### WHAT THE EXERCISE ASKS:
Please identify each line in the items below that contains the string "ceiling" and copy those lines. Matching is case-sensitive.

- - -

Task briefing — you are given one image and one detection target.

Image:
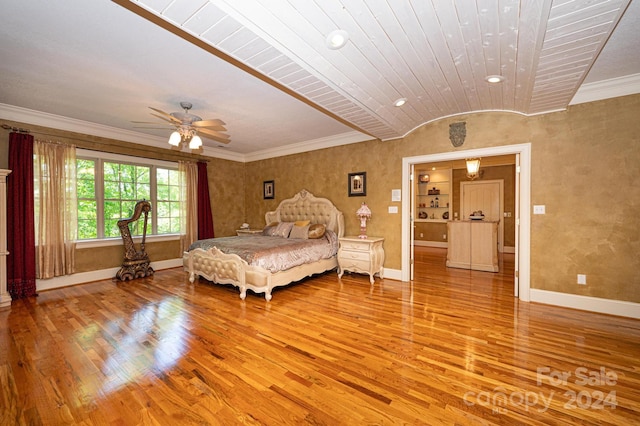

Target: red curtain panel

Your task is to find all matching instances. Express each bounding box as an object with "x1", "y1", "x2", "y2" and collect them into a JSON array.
[
  {"x1": 198, "y1": 161, "x2": 214, "y2": 240},
  {"x1": 7, "y1": 132, "x2": 36, "y2": 299}
]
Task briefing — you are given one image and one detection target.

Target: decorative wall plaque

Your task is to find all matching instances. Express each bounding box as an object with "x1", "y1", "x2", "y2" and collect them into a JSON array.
[{"x1": 449, "y1": 121, "x2": 467, "y2": 148}]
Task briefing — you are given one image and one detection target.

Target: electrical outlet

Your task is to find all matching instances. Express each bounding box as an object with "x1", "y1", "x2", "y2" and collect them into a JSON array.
[{"x1": 533, "y1": 205, "x2": 545, "y2": 214}]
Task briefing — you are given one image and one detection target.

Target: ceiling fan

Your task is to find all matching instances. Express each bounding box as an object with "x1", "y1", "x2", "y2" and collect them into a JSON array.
[{"x1": 137, "y1": 102, "x2": 231, "y2": 149}]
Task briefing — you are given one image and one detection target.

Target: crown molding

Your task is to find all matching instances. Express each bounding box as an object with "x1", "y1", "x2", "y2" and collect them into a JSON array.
[
  {"x1": 569, "y1": 74, "x2": 640, "y2": 105},
  {"x1": 245, "y1": 131, "x2": 373, "y2": 162}
]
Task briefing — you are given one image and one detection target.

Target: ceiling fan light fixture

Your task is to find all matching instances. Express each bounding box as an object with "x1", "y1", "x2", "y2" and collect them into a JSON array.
[
  {"x1": 326, "y1": 30, "x2": 349, "y2": 50},
  {"x1": 484, "y1": 75, "x2": 504, "y2": 84},
  {"x1": 189, "y1": 135, "x2": 202, "y2": 149},
  {"x1": 169, "y1": 130, "x2": 182, "y2": 146},
  {"x1": 393, "y1": 98, "x2": 407, "y2": 107},
  {"x1": 466, "y1": 158, "x2": 480, "y2": 180}
]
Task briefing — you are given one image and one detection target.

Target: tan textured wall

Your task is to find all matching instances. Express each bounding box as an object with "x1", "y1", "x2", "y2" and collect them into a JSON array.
[
  {"x1": 246, "y1": 95, "x2": 640, "y2": 302},
  {"x1": 0, "y1": 95, "x2": 640, "y2": 303},
  {"x1": 207, "y1": 158, "x2": 245, "y2": 237}
]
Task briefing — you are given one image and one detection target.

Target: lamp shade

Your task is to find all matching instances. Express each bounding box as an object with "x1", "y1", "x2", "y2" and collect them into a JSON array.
[
  {"x1": 356, "y1": 203, "x2": 371, "y2": 239},
  {"x1": 356, "y1": 203, "x2": 371, "y2": 218}
]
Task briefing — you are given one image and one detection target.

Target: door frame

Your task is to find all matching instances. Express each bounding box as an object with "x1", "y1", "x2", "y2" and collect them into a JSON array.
[{"x1": 400, "y1": 142, "x2": 531, "y2": 302}]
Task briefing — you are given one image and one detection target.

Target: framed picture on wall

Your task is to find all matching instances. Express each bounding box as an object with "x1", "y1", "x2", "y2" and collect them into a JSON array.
[
  {"x1": 349, "y1": 172, "x2": 367, "y2": 197},
  {"x1": 262, "y1": 180, "x2": 276, "y2": 200}
]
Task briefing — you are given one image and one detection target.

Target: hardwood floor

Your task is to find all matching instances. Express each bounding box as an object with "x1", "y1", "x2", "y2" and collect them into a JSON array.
[{"x1": 0, "y1": 248, "x2": 640, "y2": 425}]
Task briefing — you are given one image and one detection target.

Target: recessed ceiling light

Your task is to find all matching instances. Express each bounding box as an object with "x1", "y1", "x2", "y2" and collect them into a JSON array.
[
  {"x1": 326, "y1": 30, "x2": 349, "y2": 50},
  {"x1": 484, "y1": 75, "x2": 504, "y2": 84},
  {"x1": 393, "y1": 98, "x2": 407, "y2": 106}
]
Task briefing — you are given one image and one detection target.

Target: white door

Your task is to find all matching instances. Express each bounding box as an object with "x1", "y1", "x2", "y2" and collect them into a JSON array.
[
  {"x1": 409, "y1": 164, "x2": 416, "y2": 281},
  {"x1": 460, "y1": 179, "x2": 504, "y2": 253},
  {"x1": 513, "y1": 154, "x2": 520, "y2": 297}
]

- - -

### FULL RESPONSE:
Target: ceiling fan
Target: ceiling fan light fixture
Target: recessed ceiling light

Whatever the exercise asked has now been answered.